*GOAL*. Reproduce the items from the start up to and including the line with "[[651, 852]]", and leave the pictures out of your answer.

*RECORDS FOR THIS EXERCISE*.
####
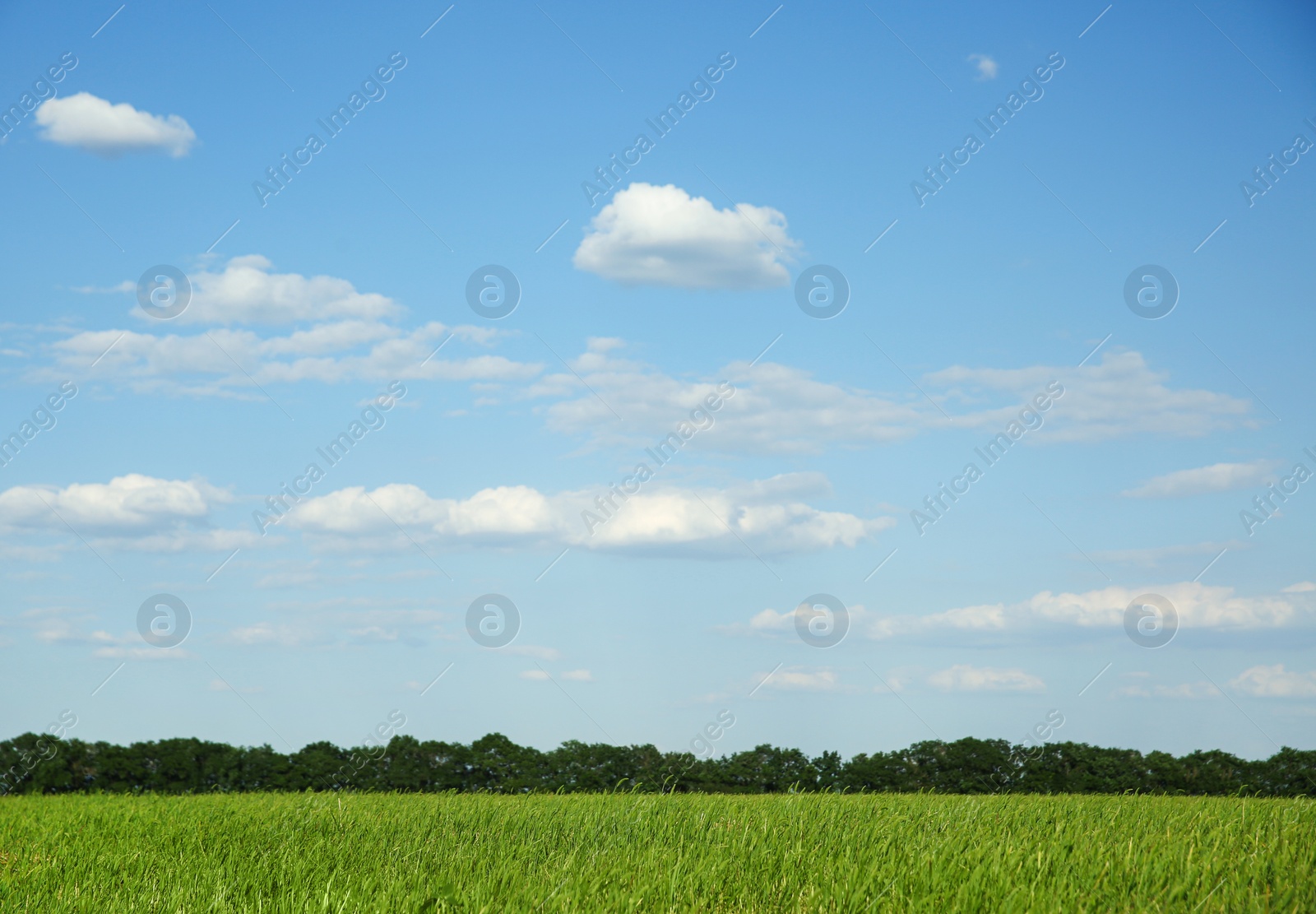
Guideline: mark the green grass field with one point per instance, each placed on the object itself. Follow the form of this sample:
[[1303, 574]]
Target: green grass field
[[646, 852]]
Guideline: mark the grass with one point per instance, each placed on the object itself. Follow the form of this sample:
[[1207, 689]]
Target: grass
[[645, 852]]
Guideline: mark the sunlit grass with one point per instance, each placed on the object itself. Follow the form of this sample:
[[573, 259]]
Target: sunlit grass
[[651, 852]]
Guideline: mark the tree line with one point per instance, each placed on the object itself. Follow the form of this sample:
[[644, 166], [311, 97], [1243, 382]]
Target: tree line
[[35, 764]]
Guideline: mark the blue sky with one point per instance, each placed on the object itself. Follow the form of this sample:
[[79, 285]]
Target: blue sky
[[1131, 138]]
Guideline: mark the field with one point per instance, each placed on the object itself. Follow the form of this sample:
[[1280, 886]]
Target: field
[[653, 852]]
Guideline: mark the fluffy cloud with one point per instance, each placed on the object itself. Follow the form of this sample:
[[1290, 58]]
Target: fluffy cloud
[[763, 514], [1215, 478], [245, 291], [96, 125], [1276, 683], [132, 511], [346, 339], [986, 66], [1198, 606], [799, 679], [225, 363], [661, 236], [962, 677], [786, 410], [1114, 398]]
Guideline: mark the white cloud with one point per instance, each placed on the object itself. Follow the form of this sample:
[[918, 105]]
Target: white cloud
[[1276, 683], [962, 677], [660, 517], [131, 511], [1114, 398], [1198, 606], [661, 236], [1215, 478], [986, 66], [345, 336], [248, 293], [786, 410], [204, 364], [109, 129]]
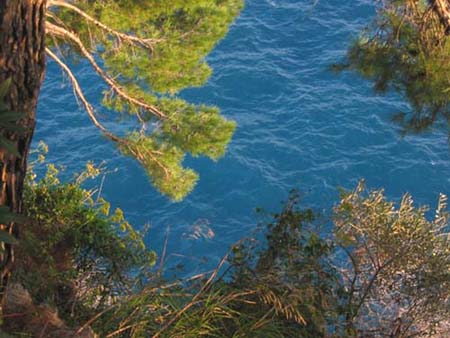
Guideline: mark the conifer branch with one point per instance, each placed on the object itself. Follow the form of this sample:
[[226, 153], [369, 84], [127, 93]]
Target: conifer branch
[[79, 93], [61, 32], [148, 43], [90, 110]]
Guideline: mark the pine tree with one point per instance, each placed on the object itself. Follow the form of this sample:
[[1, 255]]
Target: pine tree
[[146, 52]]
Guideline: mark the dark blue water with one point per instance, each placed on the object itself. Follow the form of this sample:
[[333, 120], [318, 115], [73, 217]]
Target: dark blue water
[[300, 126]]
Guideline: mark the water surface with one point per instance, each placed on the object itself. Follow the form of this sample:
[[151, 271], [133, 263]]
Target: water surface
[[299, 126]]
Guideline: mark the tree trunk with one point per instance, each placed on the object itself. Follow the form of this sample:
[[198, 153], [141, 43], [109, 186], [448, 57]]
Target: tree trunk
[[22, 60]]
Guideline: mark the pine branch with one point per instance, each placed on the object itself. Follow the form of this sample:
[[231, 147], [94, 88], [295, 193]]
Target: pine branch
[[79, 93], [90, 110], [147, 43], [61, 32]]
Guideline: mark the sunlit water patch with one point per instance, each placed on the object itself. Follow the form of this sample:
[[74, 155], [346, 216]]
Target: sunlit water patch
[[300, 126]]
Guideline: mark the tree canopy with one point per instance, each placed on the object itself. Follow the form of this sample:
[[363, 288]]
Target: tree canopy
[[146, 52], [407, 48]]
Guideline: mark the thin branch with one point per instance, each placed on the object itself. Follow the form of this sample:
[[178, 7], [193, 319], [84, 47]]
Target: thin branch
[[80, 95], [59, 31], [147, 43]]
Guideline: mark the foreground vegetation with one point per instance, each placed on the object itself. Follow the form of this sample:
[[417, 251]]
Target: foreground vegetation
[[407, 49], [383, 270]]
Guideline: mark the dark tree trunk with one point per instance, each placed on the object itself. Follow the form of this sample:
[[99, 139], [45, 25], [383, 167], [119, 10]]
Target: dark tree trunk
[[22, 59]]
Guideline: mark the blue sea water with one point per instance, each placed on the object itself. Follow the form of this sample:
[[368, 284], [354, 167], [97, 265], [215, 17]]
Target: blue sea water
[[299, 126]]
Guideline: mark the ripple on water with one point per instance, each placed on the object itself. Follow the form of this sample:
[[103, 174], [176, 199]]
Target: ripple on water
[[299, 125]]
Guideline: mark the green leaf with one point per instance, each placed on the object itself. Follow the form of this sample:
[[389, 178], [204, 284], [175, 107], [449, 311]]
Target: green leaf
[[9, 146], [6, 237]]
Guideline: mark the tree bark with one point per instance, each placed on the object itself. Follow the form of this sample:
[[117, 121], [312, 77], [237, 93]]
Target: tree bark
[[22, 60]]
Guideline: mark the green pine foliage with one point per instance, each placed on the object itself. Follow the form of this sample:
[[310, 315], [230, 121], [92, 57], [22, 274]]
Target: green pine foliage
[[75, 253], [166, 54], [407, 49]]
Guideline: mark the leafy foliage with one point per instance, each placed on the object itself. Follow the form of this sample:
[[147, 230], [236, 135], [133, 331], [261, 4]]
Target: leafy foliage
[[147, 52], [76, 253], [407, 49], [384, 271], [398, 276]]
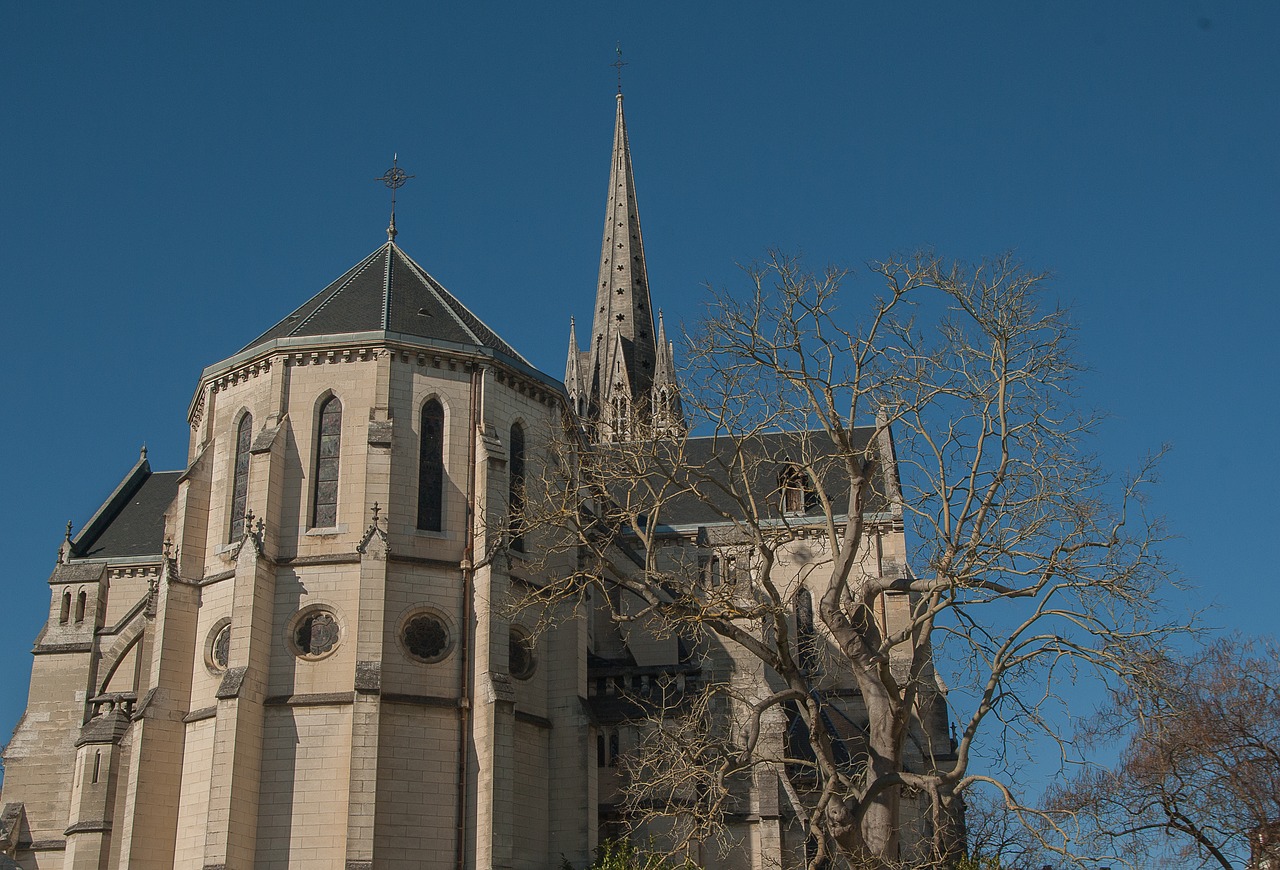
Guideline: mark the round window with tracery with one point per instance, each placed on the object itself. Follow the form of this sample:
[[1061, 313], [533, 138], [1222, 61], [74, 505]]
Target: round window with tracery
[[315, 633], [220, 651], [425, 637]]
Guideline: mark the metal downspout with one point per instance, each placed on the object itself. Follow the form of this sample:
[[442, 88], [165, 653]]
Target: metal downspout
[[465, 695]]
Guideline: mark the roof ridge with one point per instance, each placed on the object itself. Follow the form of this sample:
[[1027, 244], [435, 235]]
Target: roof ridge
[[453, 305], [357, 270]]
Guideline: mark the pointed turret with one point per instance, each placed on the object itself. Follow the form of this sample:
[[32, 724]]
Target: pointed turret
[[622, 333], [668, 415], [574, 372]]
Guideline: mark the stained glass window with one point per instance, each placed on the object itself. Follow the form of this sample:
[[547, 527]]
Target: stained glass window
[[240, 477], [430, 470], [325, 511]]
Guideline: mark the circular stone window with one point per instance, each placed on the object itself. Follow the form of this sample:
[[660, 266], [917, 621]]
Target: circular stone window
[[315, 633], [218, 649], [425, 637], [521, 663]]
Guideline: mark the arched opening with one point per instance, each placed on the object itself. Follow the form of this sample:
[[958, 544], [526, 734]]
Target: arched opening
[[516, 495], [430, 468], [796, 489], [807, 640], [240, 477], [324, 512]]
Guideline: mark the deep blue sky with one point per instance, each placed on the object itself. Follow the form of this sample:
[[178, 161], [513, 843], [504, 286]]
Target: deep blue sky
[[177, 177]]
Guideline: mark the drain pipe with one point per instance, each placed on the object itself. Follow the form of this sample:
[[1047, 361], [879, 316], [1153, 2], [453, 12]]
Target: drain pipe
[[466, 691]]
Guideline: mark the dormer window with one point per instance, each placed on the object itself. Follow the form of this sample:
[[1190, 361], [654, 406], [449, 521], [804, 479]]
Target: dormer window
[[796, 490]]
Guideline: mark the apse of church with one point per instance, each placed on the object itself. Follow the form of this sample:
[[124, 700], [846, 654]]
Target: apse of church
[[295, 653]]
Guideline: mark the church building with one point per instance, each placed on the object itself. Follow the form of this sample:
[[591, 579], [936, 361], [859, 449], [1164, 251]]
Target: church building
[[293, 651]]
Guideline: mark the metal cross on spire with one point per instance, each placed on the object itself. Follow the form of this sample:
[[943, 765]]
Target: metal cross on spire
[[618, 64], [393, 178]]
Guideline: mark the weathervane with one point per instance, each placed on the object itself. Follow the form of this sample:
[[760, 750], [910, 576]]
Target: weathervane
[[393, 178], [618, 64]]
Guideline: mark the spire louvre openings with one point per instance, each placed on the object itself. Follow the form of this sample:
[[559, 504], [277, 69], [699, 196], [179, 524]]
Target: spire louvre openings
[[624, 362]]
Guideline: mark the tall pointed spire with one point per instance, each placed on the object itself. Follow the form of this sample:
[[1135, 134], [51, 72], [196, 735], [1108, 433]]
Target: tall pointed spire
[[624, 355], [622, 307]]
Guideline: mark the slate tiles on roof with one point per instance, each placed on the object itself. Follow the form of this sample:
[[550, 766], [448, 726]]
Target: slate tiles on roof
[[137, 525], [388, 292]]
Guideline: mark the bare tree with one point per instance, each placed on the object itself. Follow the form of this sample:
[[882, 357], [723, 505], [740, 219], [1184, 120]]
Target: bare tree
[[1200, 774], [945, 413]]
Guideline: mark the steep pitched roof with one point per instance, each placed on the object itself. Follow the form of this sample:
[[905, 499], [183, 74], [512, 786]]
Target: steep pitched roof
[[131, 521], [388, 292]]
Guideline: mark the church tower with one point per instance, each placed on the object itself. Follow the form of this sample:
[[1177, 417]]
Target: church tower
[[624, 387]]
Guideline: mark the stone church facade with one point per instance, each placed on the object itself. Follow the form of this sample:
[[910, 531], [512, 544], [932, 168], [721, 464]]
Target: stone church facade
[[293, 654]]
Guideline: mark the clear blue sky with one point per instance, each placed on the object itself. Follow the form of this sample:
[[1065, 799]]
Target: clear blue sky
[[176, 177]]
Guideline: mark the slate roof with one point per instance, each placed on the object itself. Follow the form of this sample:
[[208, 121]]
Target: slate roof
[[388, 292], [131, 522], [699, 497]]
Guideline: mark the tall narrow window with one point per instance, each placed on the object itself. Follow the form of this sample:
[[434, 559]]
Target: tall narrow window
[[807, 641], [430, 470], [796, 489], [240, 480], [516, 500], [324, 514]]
####
*COMPLETED EXERCISE*.
Guideline: mark the green grass field with one point per instance, each placed on the object itself. Follow the form of this sample:
[[1303, 574]]
Target: green grass field
[[646, 852]]
Guideline: mark the grass with one point per instance, each placed on the object itself. Follow the form of this sample:
[[1207, 689]]
Target: grass
[[645, 852]]
Guideline: mark the sunlit grass with one point per instance, each placed on the object itself. Follow the form of this sample:
[[573, 259]]
Target: sunlit grass
[[651, 852]]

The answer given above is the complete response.